▶ _Stored data entries_

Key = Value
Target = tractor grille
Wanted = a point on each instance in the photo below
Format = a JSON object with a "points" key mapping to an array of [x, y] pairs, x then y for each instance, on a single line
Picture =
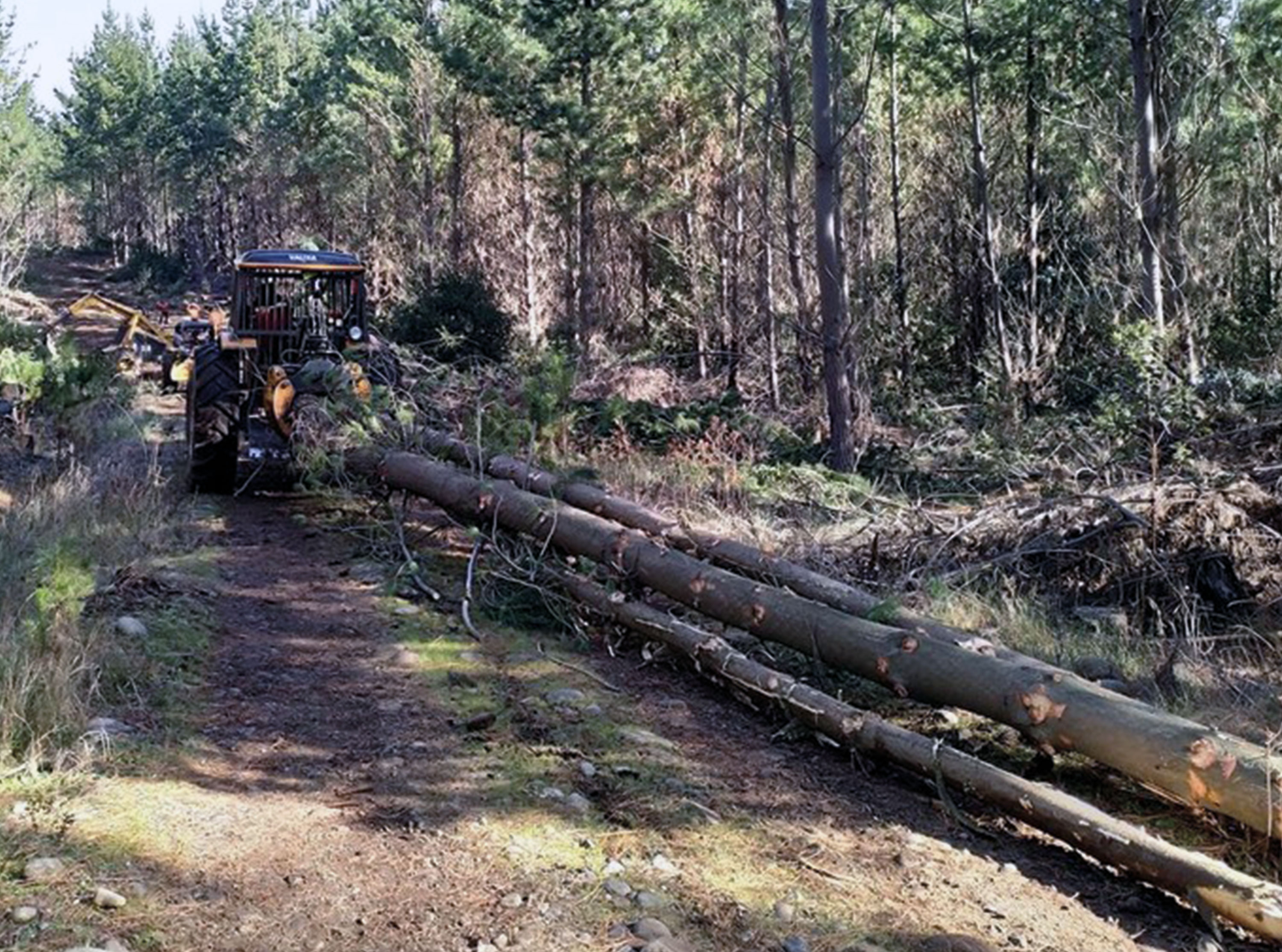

▶ _WORK REQUIRED_
Return all lines from the data above with "each" in them.

▶ _EXERCISE ANSWER_
Wanted = a point on each instance in the photo below
Format = a JSON object with a "points" key mapping to an array of [x, y] pairs, x then y for each instance, on a single line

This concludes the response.